- [EXERCISE PROMPT] Extract exactly the range of lines bounded by the line containing "Exercise. Point out every instance of the navy" and the final line of the listing, both ends included, and no other lines.
_ _ _ _
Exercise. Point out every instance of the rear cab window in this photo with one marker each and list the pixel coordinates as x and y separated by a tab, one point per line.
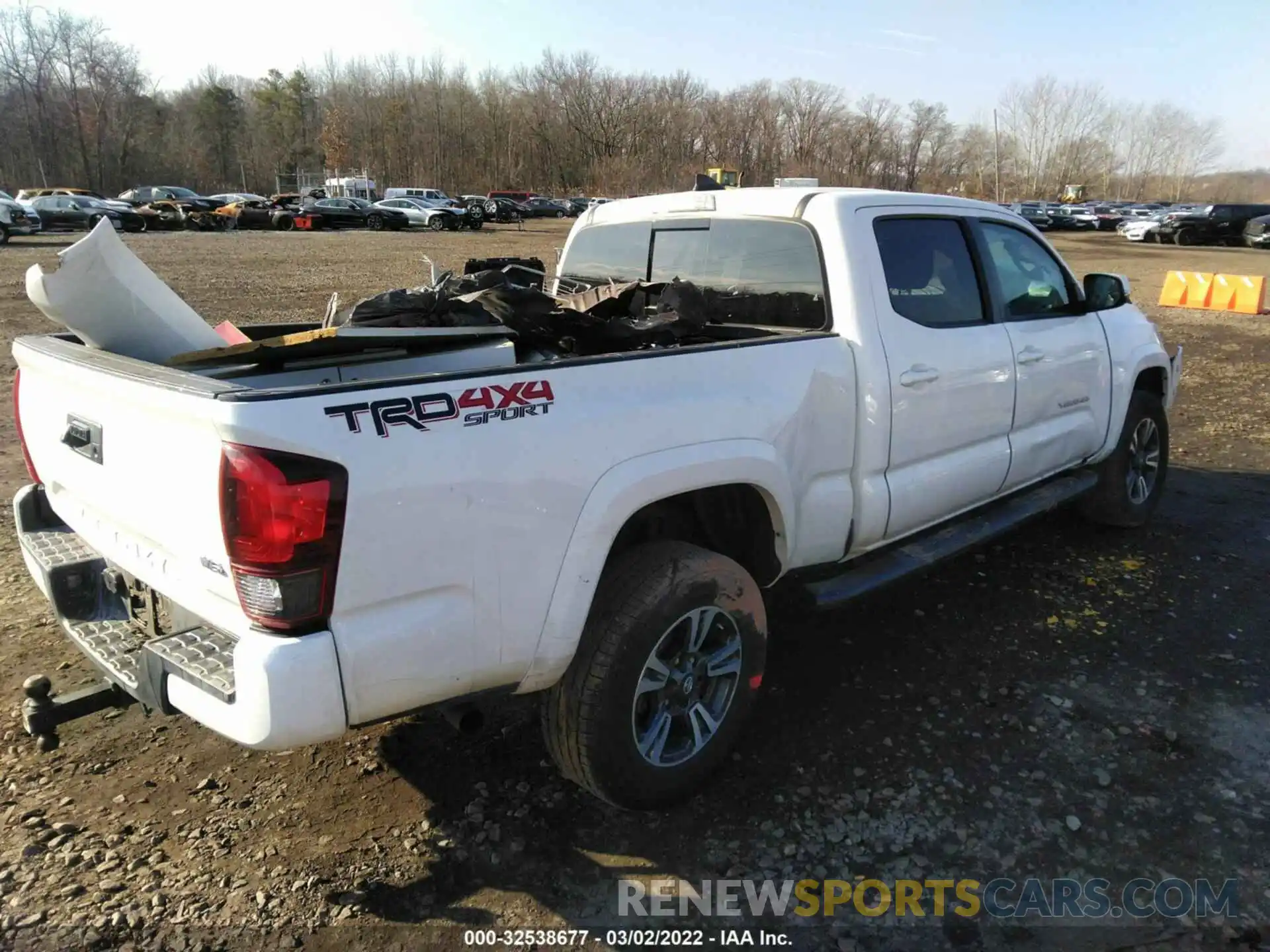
761	272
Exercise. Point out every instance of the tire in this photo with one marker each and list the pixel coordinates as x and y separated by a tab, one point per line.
648	601
1114	502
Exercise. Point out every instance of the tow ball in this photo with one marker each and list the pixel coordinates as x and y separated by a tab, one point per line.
42	713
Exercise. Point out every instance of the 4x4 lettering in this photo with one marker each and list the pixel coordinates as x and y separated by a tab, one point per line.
478	397
511	395
444	404
538	390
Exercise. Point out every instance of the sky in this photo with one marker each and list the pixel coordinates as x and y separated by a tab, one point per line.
960	52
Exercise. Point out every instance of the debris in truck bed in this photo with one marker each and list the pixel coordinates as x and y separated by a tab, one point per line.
333	342
607	317
112	301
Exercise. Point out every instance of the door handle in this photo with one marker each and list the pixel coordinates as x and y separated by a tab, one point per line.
919	374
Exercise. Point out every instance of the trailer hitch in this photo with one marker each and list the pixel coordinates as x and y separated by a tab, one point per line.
42	714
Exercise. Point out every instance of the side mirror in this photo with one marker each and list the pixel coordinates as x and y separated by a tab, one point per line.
1105	292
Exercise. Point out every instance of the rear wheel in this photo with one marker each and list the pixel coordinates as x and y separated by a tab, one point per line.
1132	479
666	672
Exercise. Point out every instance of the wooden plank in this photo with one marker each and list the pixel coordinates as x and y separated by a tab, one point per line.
331	342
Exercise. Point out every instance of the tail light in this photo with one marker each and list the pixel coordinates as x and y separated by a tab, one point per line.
284	520
17	422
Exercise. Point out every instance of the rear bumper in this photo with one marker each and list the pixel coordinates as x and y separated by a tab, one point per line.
258	690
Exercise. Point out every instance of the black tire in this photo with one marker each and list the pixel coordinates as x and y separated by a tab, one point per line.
1111	502
643	598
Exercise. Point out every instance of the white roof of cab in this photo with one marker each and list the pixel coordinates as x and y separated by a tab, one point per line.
769	202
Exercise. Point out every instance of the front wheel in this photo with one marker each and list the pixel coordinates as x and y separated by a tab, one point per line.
666	672
1132	479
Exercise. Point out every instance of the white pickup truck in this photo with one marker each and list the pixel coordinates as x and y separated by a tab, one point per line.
887	379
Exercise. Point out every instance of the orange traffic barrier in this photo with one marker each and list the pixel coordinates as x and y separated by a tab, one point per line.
1187	290
1241	294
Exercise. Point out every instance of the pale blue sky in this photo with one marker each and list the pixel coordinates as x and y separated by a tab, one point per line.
1206	56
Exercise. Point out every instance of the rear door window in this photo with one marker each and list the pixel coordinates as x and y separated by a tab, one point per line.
930	273
609	252
759	270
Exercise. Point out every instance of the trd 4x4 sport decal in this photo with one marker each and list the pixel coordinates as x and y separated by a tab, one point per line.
488	404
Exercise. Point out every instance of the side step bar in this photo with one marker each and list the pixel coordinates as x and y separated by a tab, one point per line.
873	571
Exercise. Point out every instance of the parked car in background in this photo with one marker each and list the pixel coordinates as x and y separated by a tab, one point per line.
83	214
539	207
1141	229
1032	212
1256	233
145	194
232	197
1062	220
422	215
1109	216
433	193
259	214
17	219
359	214
1212	225
505	210
512	196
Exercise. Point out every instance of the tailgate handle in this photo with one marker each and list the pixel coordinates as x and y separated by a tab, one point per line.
84	438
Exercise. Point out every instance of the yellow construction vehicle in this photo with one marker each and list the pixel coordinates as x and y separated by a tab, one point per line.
726	177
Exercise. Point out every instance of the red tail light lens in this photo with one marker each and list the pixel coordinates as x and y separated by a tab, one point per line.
284	520
17	422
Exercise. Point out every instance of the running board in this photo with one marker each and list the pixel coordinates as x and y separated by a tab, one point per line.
922	553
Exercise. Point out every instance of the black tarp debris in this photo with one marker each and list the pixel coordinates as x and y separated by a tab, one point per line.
605	319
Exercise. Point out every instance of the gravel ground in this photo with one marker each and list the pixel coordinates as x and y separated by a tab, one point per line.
1064	702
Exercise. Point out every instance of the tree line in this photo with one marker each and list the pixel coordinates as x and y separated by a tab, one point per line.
80	110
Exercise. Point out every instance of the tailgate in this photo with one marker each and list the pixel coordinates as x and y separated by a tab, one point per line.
132	466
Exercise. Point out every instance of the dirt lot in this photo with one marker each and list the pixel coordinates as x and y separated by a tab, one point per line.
1068	702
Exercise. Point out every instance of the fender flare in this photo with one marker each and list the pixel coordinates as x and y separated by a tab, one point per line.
619	494
1124	374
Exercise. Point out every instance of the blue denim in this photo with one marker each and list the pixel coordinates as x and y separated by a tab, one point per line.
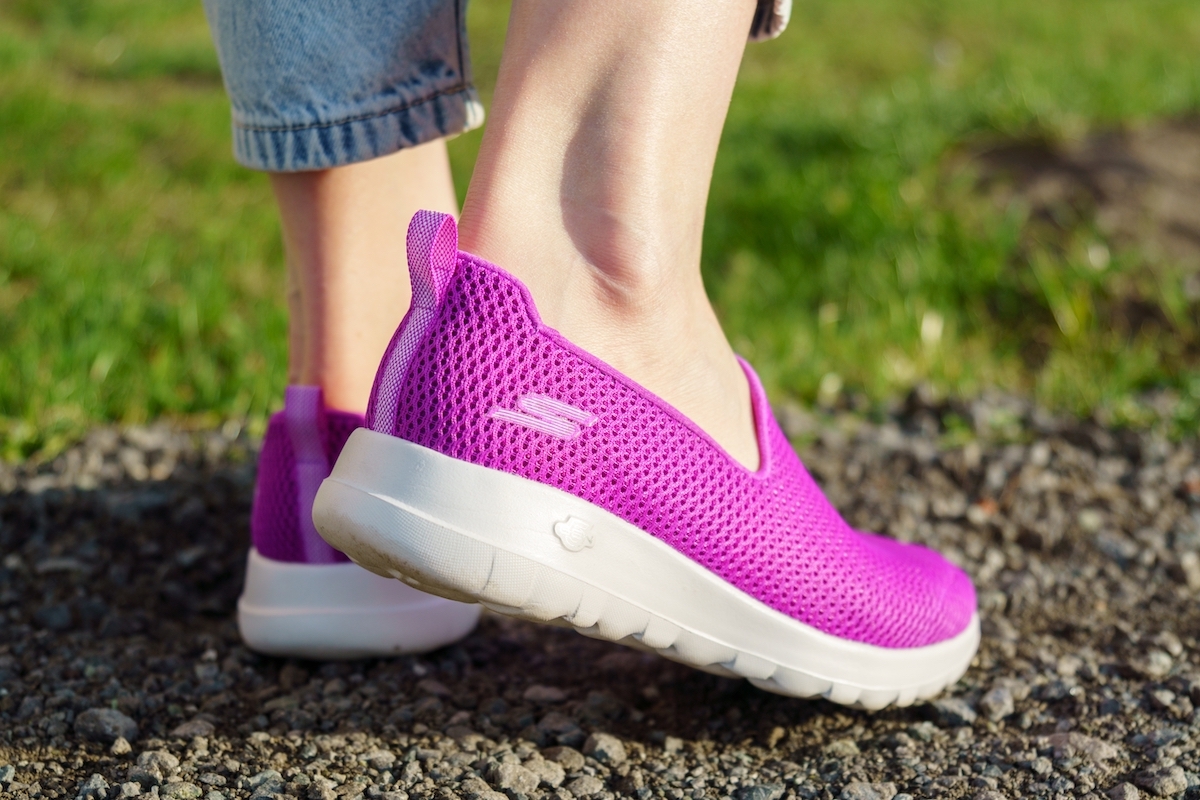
331	83
324	83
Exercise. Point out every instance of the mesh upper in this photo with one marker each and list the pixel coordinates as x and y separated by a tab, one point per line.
274	518
772	534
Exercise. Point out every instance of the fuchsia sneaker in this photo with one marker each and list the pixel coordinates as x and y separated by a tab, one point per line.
303	597
505	465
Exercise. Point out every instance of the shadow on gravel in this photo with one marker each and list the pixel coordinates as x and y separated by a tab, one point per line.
1084	545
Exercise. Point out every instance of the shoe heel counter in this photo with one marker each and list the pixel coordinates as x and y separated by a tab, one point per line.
295	457
274	527
432	260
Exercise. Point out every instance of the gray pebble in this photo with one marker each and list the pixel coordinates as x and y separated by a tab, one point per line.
94	788
586	786
571	759
1164	782
859	791
605	749
760	792
193	728
549	773
954	713
513	777
106	726
841	749
997	703
54	618
1123	792
180	791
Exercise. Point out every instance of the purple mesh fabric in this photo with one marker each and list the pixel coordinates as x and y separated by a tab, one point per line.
772	534
275	522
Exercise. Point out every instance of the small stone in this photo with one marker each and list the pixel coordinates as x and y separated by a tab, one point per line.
1077	744
381	759
435	687
180	791
1165	782
605	749
1156	665
265	776
841	749
549	773
761	792
54	618
561	728
513	777
474	788
861	791
539	693
106	726
586	786
193	728
94	788
1162	698
571	759
1123	792
954	713
997	703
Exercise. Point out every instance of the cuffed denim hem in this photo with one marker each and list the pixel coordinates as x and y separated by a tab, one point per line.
335	144
769	19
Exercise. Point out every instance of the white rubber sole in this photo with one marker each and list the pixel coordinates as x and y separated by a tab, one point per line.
341	611
532	551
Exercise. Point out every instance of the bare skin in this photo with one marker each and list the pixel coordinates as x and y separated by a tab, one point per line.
348	288
592	182
591	187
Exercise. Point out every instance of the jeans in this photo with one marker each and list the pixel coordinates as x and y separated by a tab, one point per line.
324	83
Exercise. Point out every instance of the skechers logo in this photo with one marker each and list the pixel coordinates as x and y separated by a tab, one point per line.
574	533
546	415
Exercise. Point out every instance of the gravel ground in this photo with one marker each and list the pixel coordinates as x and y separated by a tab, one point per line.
121	673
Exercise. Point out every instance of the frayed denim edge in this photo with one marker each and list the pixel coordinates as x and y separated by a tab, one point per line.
324	145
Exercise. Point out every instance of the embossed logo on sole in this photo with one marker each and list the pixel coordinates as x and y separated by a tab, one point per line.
574	533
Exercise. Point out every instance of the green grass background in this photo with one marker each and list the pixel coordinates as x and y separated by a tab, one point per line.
142	274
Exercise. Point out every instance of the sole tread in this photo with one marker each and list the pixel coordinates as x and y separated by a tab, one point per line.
453	564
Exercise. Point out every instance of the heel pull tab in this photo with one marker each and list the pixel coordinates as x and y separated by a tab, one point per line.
432	260
432	256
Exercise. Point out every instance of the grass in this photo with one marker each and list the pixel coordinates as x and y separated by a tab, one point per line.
141	270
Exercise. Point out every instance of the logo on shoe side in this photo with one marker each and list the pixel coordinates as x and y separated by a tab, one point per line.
546	415
574	533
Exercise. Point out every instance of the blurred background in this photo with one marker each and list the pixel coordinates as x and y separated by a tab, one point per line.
961	197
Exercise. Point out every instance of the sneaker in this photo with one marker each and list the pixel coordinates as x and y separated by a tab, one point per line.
502	464
303	597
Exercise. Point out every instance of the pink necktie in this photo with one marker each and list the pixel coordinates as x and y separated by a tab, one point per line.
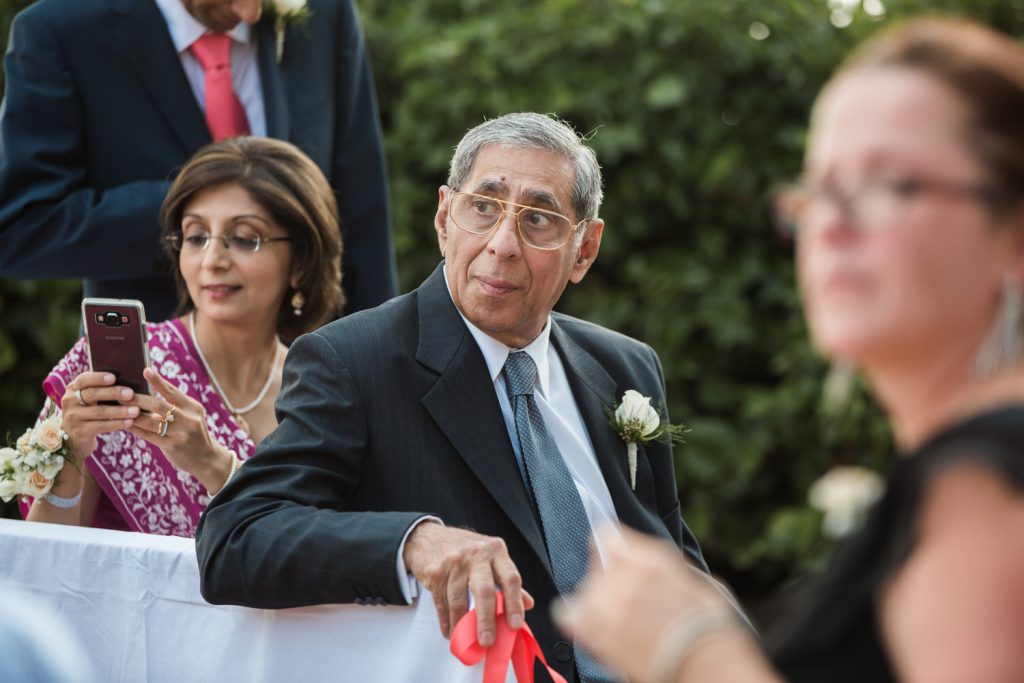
224	114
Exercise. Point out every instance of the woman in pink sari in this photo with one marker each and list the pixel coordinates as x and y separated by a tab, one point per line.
251	227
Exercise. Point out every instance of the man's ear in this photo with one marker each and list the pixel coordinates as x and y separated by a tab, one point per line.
588	250
440	218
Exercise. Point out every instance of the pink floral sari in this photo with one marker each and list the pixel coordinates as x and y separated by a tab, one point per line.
141	489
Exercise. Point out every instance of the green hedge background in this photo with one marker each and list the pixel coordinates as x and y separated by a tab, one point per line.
696	110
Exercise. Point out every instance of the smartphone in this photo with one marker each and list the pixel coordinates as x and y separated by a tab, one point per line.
115	332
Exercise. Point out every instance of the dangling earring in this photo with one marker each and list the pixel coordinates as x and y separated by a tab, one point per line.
298	301
1004	346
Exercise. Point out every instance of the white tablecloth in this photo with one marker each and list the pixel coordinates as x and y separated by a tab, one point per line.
133	601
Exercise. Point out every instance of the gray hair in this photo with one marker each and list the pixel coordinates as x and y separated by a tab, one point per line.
535	131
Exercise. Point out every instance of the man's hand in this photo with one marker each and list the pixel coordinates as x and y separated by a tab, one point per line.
452	562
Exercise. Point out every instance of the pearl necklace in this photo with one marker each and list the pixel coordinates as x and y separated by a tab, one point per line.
237	413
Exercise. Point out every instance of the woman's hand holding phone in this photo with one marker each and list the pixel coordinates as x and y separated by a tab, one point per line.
84	417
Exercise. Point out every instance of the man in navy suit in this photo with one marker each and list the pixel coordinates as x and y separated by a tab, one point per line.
103	103
398	449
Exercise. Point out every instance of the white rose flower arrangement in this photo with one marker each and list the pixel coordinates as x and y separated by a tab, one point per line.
636	421
286	13
844	495
32	466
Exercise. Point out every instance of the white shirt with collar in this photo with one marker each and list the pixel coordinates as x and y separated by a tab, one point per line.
554	399
185	30
561	415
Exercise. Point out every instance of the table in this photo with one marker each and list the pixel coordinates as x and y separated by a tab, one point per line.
133	601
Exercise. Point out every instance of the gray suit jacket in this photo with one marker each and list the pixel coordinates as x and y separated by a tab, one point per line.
389	415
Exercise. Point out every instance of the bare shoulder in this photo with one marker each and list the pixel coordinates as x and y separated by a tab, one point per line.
955	610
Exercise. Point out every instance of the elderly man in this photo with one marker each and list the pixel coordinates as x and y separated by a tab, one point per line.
107	99
457	433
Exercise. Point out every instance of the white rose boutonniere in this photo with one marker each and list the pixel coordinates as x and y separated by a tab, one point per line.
844	495
31	467
286	13
636	421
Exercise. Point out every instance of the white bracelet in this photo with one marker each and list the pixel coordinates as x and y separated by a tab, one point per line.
682	636
60	502
236	464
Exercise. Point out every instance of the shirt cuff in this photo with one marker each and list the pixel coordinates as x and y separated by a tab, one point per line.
407	582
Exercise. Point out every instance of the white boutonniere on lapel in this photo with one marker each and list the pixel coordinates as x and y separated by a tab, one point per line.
636	421
286	13
844	495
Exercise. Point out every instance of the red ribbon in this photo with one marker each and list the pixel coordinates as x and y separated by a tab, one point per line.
517	645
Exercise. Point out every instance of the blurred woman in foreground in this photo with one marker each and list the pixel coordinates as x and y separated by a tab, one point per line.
251	229
910	258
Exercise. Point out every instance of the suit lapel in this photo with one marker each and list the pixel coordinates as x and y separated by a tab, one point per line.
594	391
272	82
142	34
465	407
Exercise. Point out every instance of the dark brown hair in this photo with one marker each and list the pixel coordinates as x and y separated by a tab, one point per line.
985	69
290	187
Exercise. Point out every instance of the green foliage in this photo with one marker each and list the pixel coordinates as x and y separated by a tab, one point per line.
694	121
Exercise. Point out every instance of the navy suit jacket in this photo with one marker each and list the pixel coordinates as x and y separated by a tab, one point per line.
98	117
389	415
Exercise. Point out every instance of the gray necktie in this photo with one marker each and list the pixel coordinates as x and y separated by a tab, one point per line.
566	529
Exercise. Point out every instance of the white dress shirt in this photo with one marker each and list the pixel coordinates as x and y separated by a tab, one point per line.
185	30
554	399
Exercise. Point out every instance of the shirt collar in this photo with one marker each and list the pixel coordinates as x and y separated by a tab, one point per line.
_ _ _ _
- [FULL RESPONSE]
Exercise. Point out every instance of the navy suit jacket in this photo with one marker each and list the pixel coordinates as x and y separated by a tab, one point per line.
98	117
389	415
Exercise. Point out every instance of the gray necktie in this photo with one marker each and list the pixel coordinates as x and y separated by a tab, one point per line.
566	529
Exercise. Point out every instance of the white dress shirt in this photo with one marker each and list the pixel coordinates as x and y separated by a tab, one point per line.
185	30
554	399
Exercise. Point out every instance of the shirt collar in this photo with one marker each and list the pixel coordinates as x and y separated by a tab, one point per line.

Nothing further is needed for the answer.